Rewrite the rows below as a numbered list with no blank lines, and leave out the pictures.

■ Data for this exercise
▬▬▬▬▬▬

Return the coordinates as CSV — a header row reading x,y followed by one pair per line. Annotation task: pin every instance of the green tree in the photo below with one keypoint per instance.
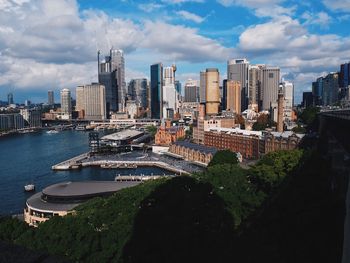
x,y
224,157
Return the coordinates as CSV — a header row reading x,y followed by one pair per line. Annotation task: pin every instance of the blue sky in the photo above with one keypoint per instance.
x,y
52,44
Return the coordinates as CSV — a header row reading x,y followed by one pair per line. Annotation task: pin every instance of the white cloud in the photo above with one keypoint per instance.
x,y
337,5
190,16
250,3
149,7
49,44
321,19
285,42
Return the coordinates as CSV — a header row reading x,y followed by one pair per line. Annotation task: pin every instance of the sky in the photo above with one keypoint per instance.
x,y
52,44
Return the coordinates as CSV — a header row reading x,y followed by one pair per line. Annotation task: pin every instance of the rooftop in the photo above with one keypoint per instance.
x,y
197,147
122,135
71,189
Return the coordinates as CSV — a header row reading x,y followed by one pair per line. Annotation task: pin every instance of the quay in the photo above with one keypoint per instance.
x,y
84,160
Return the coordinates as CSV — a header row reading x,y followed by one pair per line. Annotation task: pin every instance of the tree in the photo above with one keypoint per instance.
x,y
224,157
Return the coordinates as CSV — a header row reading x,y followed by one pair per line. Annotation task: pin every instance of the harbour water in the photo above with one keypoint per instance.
x,y
27,158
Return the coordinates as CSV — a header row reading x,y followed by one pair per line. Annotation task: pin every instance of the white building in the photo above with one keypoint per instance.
x,y
66,104
92,100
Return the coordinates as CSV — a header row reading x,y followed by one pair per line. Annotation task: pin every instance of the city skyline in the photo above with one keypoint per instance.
x,y
306,41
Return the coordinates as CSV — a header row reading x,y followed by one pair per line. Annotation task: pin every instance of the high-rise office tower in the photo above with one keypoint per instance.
x,y
169,93
108,78
330,85
254,86
202,87
269,86
9,98
91,99
238,69
280,103
233,96
212,91
118,64
288,92
344,75
156,84
66,104
138,91
317,90
191,91
50,98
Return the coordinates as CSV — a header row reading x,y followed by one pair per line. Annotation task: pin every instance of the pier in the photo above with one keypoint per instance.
x,y
84,160
72,163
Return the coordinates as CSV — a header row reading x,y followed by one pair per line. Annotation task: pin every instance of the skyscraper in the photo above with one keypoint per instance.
x,y
169,93
330,85
233,96
9,98
138,91
118,64
66,104
212,91
269,86
108,78
238,69
288,92
92,100
156,85
191,91
202,87
50,98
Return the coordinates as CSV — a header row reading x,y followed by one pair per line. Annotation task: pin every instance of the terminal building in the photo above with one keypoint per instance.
x,y
61,199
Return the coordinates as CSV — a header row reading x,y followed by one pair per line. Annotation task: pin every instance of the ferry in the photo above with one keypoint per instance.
x,y
29,188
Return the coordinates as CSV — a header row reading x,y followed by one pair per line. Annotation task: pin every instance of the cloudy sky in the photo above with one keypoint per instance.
x,y
52,44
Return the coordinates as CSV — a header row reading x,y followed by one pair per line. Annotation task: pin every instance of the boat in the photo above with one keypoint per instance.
x,y
29,188
52,132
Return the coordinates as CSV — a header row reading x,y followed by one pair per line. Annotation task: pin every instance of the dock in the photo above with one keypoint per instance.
x,y
73,163
84,161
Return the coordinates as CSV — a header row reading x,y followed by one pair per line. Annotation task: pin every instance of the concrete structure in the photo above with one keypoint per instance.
x,y
169,93
11,121
118,65
61,199
32,117
66,104
156,91
212,91
280,105
288,92
138,91
270,85
233,96
10,99
193,152
91,99
191,88
50,98
238,69
167,134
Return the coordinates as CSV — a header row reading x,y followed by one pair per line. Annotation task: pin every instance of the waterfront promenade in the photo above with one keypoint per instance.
x,y
129,160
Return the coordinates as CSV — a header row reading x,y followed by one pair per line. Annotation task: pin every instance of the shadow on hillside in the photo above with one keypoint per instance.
x,y
181,221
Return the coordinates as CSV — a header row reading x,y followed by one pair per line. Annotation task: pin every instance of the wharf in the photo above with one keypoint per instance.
x,y
84,160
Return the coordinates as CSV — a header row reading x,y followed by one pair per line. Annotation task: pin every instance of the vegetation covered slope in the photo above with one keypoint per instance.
x,y
209,217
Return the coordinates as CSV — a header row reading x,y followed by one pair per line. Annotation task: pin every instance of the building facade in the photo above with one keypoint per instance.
x,y
212,91
91,100
66,104
193,152
233,96
156,88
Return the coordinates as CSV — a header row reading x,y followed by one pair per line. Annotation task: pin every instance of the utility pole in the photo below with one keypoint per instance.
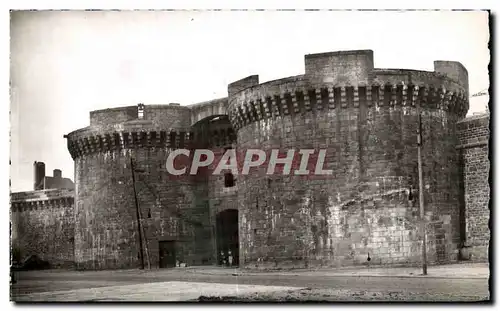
x,y
421,191
137,214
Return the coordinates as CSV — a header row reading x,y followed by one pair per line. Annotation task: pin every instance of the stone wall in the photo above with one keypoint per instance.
x,y
367,123
107,231
42,224
474,134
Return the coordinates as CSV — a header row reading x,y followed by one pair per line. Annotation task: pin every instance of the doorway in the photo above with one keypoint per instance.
x,y
227,237
167,254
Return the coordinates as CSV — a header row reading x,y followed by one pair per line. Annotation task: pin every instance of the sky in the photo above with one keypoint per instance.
x,y
65,64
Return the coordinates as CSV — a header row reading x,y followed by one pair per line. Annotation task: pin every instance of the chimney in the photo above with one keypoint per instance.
x,y
38,175
57,173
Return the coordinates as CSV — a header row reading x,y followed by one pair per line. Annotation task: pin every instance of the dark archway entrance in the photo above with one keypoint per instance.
x,y
227,237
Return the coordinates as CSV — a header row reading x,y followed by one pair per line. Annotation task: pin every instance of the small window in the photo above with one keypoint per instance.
x,y
228,180
140,111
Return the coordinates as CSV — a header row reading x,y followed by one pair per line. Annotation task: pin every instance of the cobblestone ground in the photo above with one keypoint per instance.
x,y
326,295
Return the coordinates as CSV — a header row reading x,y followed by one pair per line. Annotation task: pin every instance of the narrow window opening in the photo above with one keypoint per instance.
x,y
140,111
228,180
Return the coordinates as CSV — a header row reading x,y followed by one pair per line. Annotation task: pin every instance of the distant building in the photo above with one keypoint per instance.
x,y
42,182
42,219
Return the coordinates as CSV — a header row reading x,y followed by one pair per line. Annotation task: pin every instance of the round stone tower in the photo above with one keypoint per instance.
x,y
129,212
367,211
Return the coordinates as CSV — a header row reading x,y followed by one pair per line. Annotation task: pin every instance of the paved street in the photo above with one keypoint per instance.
x,y
468,282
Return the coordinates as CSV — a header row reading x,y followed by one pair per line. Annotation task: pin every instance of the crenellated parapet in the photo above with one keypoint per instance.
x,y
141,126
257,106
42,199
94,142
347,79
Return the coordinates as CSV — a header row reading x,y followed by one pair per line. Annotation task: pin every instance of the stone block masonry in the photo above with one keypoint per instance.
x,y
42,224
474,134
366,120
365,213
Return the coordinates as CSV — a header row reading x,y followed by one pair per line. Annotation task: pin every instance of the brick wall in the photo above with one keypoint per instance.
x,y
42,224
473,149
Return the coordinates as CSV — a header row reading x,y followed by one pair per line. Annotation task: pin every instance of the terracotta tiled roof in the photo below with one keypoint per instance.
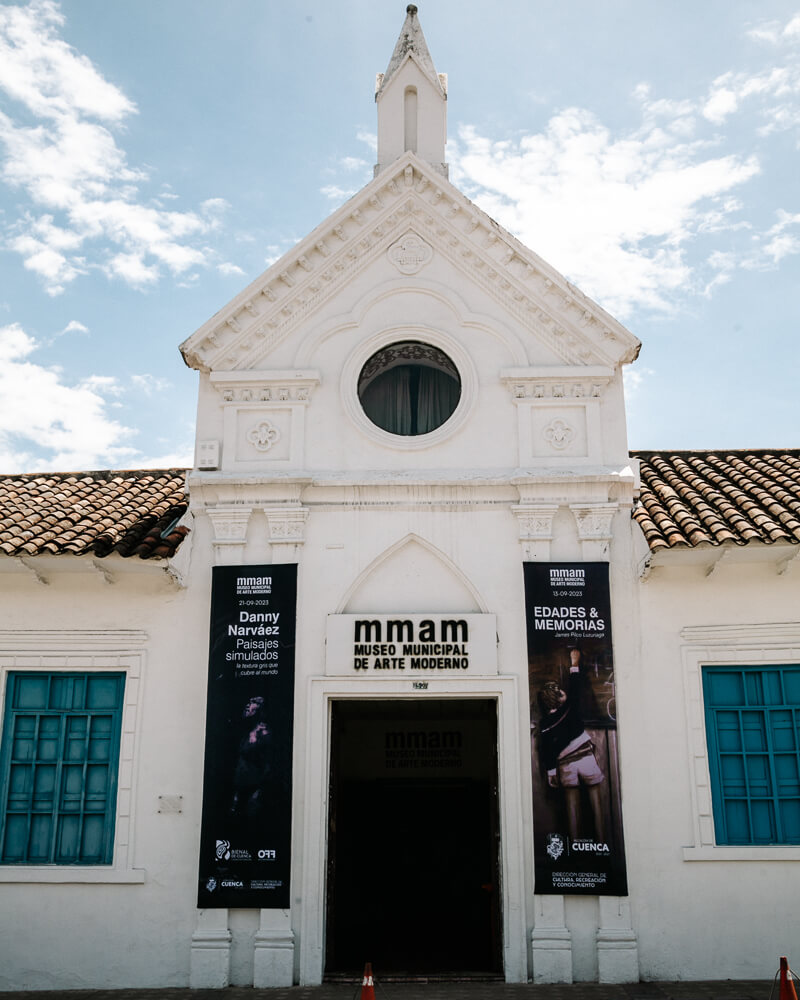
x,y
692,498
132,513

▬▬▬▬▬▬

■ Written reply
1. Return the coordinates as CSV — a header row reading x,y followed by one pair per line. Annotation task: pin every instance of the green tree in the photo below with one keypoint per instance.
2. x,y
3. 224,157
4. Return the coordinates as CSV — a header row reading x,y followed by one pair per line. Annotation task: pin every instance of the blue sky in the photo above with one keypoint per instance.
5. x,y
6. 52,44
7. Return the coordinates as CSV — a header row reading x,y followed by one pair per line. Annotation task: pin every instance of the white cloud in the photo above with one keypoint per instance.
8. x,y
9. 337,5
10. 190,16
11. 250,3
12. 149,7
13. 49,44
14. 321,19
15. 285,42
16. Return the coordinates as CSV — a header row reading x,y followed by one pair per line. Annotation task: pin every instance of the sky in the photo above with one keypoint per instance.
17. x,y
18. 52,44
19. Return the coordinates as CSV — a header row reading x,y followed by one pair per line. Annotation task: pin every instance of the rooftop in the photo above with one keypoint per instance.
20. x,y
21. 197,147
22. 122,135
23. 71,189
24. Return the coordinates as CSV — a header row reading x,y followed by one pair per line. Annotation task: pin every instance of the quay in the photo above with one keypoint per instance.
25. x,y
26. 84,160
27. Return the coordinates as CSV — a header row reading x,y followed by one pair per line. Annotation task: pin every instance of the tree in the photo above with one keypoint per instance.
28. x,y
29. 224,157
30. Return the coordinates as CSV — a header row reading x,y followed by one pair per line. Annotation task: pin every instance of the harbour water in the photo above with one keypoint per instance.
31. x,y
32. 27,158
33. Return the coordinates as CSV — a header row reading x,y followed by one pair per line. Annotation task: pin every instance of the white building in the photo above with one keypoint per instance.
34. x,y
35. 66,104
36. 92,100
37. Return the coordinates as CSV — a header row reading x,y followed by one pair per line. Annotation task: pin every instance of the city skyline in the photo above with one keypoint per instance.
38. x,y
39. 306,41
40. Return the coordinates as CSV — a header row reading x,y followed by one pair per line. Annotation task: pin every instance of the high-rise office tower in the photo above with one keypoint per instance.
41. x,y
42. 169,93
43. 108,78
44. 330,85
45. 254,86
46. 202,87
47. 269,86
48. 9,98
49. 91,99
50. 238,69
51. 280,103
52. 233,96
53. 212,91
54. 118,64
55. 288,92
56. 344,75
57. 156,84
58. 66,104
59. 138,91
60. 317,90
61. 191,91
62. 50,98
63. Return the coordinates as CSV — a header row reading x,y followed by one pair per line. Annotation task: pin every instance of the pier in the photo above with one keypoint per instance.
64. x,y
65. 84,160
66. 72,163
67. Return the coordinates as CSV — a header row reading x,y followed by one pair per line. Annotation task: pin every instance of the skyscraper in the photo above with one keypoint per instance.
68. x,y
69. 169,93
70. 330,85
71. 233,96
72. 9,98
73. 138,91
74. 118,64
75. 66,104
76. 212,91
77. 269,86
78. 108,78
79. 238,69
80. 288,92
81. 92,100
82. 156,85
83. 191,91
84. 202,87
85. 50,98
86. Return the coordinates as CSV — a header row reading x,y followed by one pair per line. Annotation task: pin every instance of the terminal building in the photo above with one keypoint per instance.
87. x,y
88. 61,199
89. Return the coordinates as CSV — a header row reading x,y followed by one pair per line. Annotation task: pin every instance of the ferry in the photo above with one keypoint per instance.
90. x,y
91. 29,188
92. Return the coordinates as CSV — a header row reading x,y followed by one pair per line. Annotation task: pin every instance of the cloudy sky in the photo above with one keypoint per instance.
93. x,y
94. 52,44
95. Return the coordinates as CSV — a header row reading x,y followed by one pair per line. Annotation task: pin every instance of the boat in the photo above with one keypoint per instance.
96. x,y
97. 29,188
98. 52,132
99. Return the coordinates as CSV — a header row reading x,y followed by one pair per line. Annotation task: pin every instance of the dock in the photo above with one keypoint per instance.
100. x,y
101. 73,163
102. 84,161
103. Return the coordinates as CSV — a header row reading x,y followed by one pair per line. Annotation task: pin every instance of the concrete structure in the photo above with one keypoint per instance.
104. x,y
105. 169,93
106. 11,121
107. 118,65
108. 61,199
109. 32,117
110. 66,104
111. 156,91
112. 212,91
113. 280,105
114. 288,92
115. 138,91
116. 270,85
117. 233,96
118. 10,99
119. 193,152
120. 91,99
121. 191,88
122. 50,98
123. 238,69
124. 167,134
125. Return the coordinates as CSV — a header row reading x,y followed by one pair per line. Annotation task: pin every instance of the waterfront promenade in the photo above with one keypoint per instance.
126. x,y
127. 129,160
128. Return the coordinates as CSV — a header row reading x,y followed by one pair per line. Annotation task: pin every instance of the shadow on hillside in the photo above with one keypoint per instance.
129. x,y
130. 181,221
131. Return the coordinates as CSV — a header row reading x,y followed by one pair per line. Annotation task: pin every instance of the wharf in the photo above with one keypoint per instance.
132. x,y
133. 84,160
134. Return the coordinates as CSV — a header row reading x,y followed by one pair per line. Annotation task: pin every instance of the vegetation covered slope in the photo above with one keypoint per instance.
135. x,y
136. 209,217
137. Return the coordinates as CSV — a header row reading x,y followed by one pair per line. Annotation task: pin every instance of the building facade in the photo above with one keypoint per instance.
138. x,y
139. 212,91
140. 91,100
141. 66,104
142. 193,152
143. 233,96
144. 156,88
145. Return the coordinates as CSV — a header row reading x,y followed by one pair per line. Annotation task: pin every instance of the utility pole in the photo below with one keypoint per instance.
146. x,y
147. 421,191
148. 137,214
149. Return the coordinates as CSV — a header row reading x,y followed by one pair per line. Annotation task: pin every instance of the stone wall in the photo above with one keypoint per instance.
150. x,y
151. 367,123
152. 107,231
153. 42,224
154. 474,134
155. Return the coordinates as CSV — a header row reading x,y followed by one pair per line. Annotation task: pin every instance of the doorway in the photo above with one keypoint per instance.
156. x,y
157. 227,237
158. 167,254
159. Return the coordinates as CSV — a header row reading x,y followed by one pair per line. Annotation task: pin every instance of the sky in the photo above with one keypoint per instance.
160. x,y
161. 65,64
162. Return the coordinates as CSV — a header row reading x,y followed by one pair per line. Annotation task: pin every instance of the chimney in the photo above with one keypoint per instance.
163. x,y
164. 38,175
165. 57,173
166. Return the coordinates as CSV — a header row reading x,y followed by one pair per line. Annotation task: pin every instance of the dark archway entrance in the photo above with one keypoint per instance.
167. x,y
168. 227,237
169. Return the coordinates as CSV — a header row reading x,y followed by one pair per line. Annotation task: pin every instance of the small window in the photo above with one keypoint per instance.
170. x,y
171. 228,180
172. 140,111
173. Return the coordinates as CSV — a header row reading x,y followed by one pair per line. Annotation task: pin every instance of the cobblestone ground in the photo above with one keypoint per instance.
174. x,y
175. 326,295
176. Return the coordinates as CSV — a header row reading x,y followed by one pair per line. Annotation task: pin every instance of the narrow window opening in the photo above with one keypoint per instance.
177. x,y
178. 140,111
179. 228,180
180. Return the coordinates as CSV — a header row reading x,y followed by one pair per line. Annotation task: pin every instance of the distant building in the photo above with one keypoint per instance.
181. x,y
182. 42,182
183. 42,219
184. Return the coordinates as CSV — a header row reading x,y followed by one pair per line. Annotation task: pin every instance of the round stone tower in the photo above with one keypoint per instance.
185. x,y
186. 129,212
187. 367,211
188. Return the coordinates as CSV — a header row reading x,y followed by one pair per line. Annotation task: pin every instance of the paved street in the photo above with one keypoint per instance.
189. x,y
190. 468,282
191. Return the coordinates as CSV — a header row reading x,y followed by one pair per line. Annotation task: pin every instance of the crenellated parapet in the photo above with one keypoint per instance.
192. x,y
193. 141,126
194. 257,106
195. 42,199
196. 94,142
197. 347,79
198. Return the coordinates as CSV — a header row reading x,y followed by one pair per line. Annotation task: pin every instance of the stone block masonry in the photo above with one keypoint per instance.
199. x,y
200. 42,224
201. 474,134
202. 366,120
203. 365,213
204. Return the coordinates as CSV — a header row reading x,y followed by one pair per line. Annotation task: pin every instance of the brick wall in the photo above with one keypoint per instance.
205. x,y
206. 42,224
207. 473,149
208. Return the coordinates as CSV — a header row reading x,y followed by one pair per line. Annotation task: pin every instance of the terracotta tiled roof in the photo below with one keypoint per instance.
209. x,y
210. 692,498
211. 132,513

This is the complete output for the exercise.